TASK: Find the line containing "like [(93, 498)]." in the material below; copy that line and all following lines exactly.

RECORDS PROVIDED:

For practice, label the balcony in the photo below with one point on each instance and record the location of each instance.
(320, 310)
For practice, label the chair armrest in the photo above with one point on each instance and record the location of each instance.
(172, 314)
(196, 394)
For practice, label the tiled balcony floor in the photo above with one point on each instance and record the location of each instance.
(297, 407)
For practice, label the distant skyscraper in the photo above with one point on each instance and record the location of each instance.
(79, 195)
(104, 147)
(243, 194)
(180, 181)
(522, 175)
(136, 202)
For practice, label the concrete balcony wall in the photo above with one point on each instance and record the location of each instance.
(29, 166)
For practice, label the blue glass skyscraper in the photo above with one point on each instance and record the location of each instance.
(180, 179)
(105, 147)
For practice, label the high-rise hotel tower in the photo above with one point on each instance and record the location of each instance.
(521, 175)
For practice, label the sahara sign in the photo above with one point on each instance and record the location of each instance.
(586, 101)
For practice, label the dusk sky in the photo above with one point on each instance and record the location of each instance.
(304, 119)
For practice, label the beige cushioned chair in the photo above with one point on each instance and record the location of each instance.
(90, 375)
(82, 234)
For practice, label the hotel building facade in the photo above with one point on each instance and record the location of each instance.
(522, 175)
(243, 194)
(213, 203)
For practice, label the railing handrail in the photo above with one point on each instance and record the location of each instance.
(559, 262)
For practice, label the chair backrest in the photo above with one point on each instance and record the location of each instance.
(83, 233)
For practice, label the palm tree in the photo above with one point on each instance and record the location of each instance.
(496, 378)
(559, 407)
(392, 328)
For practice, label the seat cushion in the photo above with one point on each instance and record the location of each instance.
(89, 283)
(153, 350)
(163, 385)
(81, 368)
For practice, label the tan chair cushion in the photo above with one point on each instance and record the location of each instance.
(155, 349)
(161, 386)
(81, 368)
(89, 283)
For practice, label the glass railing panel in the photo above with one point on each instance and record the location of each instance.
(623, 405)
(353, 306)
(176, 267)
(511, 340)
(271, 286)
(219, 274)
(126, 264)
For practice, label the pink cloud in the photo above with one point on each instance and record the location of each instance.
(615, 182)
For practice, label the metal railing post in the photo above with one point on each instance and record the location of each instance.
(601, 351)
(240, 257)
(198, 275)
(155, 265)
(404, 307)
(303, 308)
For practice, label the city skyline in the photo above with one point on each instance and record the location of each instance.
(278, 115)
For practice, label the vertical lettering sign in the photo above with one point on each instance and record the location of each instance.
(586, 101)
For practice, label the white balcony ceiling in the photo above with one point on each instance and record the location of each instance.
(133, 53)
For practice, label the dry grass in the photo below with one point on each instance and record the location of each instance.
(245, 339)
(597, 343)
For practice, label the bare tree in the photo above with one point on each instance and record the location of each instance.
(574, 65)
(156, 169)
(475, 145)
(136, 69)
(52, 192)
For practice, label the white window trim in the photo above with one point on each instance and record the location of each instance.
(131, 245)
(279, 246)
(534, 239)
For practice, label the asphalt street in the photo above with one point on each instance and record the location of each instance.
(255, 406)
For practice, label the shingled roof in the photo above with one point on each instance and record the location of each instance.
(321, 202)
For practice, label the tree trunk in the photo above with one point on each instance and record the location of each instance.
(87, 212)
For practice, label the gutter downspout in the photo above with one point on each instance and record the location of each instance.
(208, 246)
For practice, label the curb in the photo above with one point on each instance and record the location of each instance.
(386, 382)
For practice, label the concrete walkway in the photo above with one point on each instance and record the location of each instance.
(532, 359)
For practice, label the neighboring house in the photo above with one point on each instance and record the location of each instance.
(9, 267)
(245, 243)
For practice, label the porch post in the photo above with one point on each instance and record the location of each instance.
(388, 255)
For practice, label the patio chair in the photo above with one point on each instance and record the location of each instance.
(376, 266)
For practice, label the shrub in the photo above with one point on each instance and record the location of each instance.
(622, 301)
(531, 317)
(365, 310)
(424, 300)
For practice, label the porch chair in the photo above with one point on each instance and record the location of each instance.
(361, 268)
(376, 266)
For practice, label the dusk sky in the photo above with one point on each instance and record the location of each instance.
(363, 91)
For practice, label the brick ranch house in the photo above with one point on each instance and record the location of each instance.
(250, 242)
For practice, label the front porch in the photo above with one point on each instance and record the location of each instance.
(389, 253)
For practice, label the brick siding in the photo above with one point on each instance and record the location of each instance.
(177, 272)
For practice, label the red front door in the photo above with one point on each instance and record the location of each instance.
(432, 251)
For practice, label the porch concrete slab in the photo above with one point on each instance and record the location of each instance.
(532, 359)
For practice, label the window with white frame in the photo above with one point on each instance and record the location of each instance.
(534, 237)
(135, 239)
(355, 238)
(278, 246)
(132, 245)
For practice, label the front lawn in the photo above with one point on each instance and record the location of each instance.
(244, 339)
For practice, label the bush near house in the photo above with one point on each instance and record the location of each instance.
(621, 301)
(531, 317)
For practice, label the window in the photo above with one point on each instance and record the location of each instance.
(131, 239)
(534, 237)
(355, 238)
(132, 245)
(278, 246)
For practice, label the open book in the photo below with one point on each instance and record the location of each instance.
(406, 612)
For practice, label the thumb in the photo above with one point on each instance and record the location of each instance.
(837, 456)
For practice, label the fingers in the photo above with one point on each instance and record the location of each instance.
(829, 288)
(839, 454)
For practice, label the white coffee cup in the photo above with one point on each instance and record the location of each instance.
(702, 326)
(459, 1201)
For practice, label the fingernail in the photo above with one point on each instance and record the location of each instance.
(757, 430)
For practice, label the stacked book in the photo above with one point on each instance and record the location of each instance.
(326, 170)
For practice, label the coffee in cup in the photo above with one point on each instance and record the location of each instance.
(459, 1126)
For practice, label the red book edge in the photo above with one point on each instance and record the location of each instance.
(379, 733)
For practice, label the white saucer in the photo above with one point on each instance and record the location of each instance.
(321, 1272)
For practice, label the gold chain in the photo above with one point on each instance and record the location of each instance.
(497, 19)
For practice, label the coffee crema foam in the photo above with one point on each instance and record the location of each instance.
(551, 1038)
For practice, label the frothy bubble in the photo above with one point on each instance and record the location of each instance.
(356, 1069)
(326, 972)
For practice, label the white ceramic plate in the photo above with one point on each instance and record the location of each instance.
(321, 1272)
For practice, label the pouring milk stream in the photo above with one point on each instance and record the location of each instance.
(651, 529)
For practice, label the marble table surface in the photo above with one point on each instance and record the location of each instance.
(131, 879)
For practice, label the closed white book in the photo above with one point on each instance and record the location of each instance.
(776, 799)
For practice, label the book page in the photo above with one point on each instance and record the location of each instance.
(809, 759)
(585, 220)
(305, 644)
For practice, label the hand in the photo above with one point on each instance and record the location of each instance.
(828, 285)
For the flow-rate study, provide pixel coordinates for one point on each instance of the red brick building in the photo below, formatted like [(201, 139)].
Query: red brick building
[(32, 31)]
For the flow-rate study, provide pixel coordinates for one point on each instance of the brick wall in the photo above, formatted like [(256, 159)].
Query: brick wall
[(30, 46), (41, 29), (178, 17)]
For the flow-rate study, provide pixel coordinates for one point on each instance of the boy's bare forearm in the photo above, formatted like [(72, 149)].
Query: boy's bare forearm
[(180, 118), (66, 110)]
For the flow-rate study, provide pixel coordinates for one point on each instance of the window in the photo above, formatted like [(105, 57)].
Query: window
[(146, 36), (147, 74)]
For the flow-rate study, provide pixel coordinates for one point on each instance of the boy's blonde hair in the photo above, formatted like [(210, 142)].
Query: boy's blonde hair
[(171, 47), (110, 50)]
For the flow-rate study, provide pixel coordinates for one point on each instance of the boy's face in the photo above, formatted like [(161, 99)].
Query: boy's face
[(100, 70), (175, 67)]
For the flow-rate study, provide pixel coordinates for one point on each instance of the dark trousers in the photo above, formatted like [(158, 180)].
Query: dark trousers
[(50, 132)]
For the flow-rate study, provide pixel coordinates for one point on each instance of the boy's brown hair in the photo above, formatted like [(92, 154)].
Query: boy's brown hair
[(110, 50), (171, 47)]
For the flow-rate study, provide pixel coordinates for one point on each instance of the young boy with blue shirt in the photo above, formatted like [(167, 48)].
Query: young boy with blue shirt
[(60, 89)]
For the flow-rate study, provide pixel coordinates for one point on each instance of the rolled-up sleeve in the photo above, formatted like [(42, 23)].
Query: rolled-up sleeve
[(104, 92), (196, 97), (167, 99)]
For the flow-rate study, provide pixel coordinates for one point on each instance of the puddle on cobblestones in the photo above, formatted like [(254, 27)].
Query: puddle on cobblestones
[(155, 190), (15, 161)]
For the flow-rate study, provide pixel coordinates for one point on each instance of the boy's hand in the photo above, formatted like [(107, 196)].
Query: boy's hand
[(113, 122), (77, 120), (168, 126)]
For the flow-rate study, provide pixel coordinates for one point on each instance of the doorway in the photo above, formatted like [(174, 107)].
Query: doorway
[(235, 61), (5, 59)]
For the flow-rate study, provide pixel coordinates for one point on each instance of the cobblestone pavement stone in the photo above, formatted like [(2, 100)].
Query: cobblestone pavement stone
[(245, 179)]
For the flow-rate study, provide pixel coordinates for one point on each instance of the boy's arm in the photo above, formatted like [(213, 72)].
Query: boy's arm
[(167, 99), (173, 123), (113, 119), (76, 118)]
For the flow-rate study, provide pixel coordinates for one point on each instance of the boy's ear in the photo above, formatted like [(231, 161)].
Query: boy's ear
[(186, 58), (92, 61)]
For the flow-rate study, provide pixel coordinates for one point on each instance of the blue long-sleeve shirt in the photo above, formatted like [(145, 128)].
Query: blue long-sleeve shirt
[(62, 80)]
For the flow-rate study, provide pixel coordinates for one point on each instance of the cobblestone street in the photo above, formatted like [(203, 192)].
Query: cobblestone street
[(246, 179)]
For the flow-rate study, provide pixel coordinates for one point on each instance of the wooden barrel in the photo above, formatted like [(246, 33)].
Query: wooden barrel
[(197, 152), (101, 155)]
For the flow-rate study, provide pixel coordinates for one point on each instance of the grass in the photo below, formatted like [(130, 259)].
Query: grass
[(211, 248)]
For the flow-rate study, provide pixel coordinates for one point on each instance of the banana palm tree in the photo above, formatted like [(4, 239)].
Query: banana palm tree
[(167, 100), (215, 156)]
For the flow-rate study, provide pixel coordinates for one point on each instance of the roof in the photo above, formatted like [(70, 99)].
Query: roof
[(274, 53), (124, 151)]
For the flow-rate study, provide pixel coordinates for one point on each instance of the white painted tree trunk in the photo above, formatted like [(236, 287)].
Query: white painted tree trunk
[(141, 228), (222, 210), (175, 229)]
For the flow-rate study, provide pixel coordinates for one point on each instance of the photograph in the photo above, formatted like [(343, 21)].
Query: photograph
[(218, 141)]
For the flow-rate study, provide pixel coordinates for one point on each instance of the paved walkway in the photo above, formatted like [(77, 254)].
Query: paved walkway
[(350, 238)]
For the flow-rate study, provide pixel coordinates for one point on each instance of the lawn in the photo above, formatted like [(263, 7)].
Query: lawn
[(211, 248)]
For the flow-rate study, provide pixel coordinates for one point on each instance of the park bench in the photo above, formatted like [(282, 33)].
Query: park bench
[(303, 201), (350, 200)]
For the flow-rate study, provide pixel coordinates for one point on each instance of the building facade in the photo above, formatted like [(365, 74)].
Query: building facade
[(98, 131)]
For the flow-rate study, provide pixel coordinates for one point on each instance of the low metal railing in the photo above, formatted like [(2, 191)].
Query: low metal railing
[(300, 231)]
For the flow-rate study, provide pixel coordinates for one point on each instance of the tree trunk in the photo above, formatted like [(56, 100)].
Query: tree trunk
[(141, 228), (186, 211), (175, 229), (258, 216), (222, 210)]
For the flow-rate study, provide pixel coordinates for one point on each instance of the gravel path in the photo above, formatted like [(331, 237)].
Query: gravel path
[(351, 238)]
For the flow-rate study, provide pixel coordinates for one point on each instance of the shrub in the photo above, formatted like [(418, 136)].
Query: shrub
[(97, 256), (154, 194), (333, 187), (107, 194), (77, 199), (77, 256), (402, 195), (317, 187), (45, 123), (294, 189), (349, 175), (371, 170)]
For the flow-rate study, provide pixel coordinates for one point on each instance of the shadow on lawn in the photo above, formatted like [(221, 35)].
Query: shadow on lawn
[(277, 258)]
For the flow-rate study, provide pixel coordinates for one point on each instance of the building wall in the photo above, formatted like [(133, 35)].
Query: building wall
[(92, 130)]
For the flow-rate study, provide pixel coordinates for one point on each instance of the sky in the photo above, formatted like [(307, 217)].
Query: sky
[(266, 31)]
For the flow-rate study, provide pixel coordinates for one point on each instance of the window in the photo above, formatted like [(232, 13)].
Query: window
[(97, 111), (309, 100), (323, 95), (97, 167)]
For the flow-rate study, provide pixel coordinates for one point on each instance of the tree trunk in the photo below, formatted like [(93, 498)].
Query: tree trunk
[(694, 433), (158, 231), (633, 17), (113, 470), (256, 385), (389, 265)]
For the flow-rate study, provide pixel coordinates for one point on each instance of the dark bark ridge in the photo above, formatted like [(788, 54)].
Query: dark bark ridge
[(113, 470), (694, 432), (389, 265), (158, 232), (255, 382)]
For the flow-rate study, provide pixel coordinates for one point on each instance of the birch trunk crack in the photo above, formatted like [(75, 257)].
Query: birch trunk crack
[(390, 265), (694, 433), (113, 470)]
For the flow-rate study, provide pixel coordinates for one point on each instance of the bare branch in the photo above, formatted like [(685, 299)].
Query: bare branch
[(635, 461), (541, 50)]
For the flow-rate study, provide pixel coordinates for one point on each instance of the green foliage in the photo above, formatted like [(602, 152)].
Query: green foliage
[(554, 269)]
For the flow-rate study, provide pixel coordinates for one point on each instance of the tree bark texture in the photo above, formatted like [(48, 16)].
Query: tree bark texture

PROBLEM SOLUTION:
For the flow-rate study, provide pixel coordinates for one point on each instance of the tree trunk in the photo below, formatted like [(93, 498)].
Query: tree trunk
[(694, 433), (158, 231), (633, 17), (113, 470), (256, 385), (389, 265)]
For the flow-rate study, provide pixel coordinates for one point on each instance of the dark bark ridge in the photo above, formatted like [(788, 54)].
Query: dark bark ridge
[(113, 470), (694, 432), (389, 265), (158, 232), (255, 382)]
For the flow-rate study, provide pixel coordinates for one point on each instance of the birch trunk crack in the photo above, formatted like [(75, 257)].
Query: birch trunk crack
[(390, 265), (694, 433), (113, 470)]
For the flow-rate study, provide pixel coordinates for one point on each instance of the bare branch in the photo above, formatted like [(685, 299)].
Query: bare branch
[(635, 461), (541, 50)]
For the flow-rate study, provide pixel coordinates for one point on each instance of the green foliage in the photo above, formatted like [(602, 152)].
Query: green foliage
[(554, 269)]
For the flow-rate study, provide pixel coordinates for one point on each instance of the tree bark texture in the photo above, formatted like [(48, 16)].
Query: tree bark texture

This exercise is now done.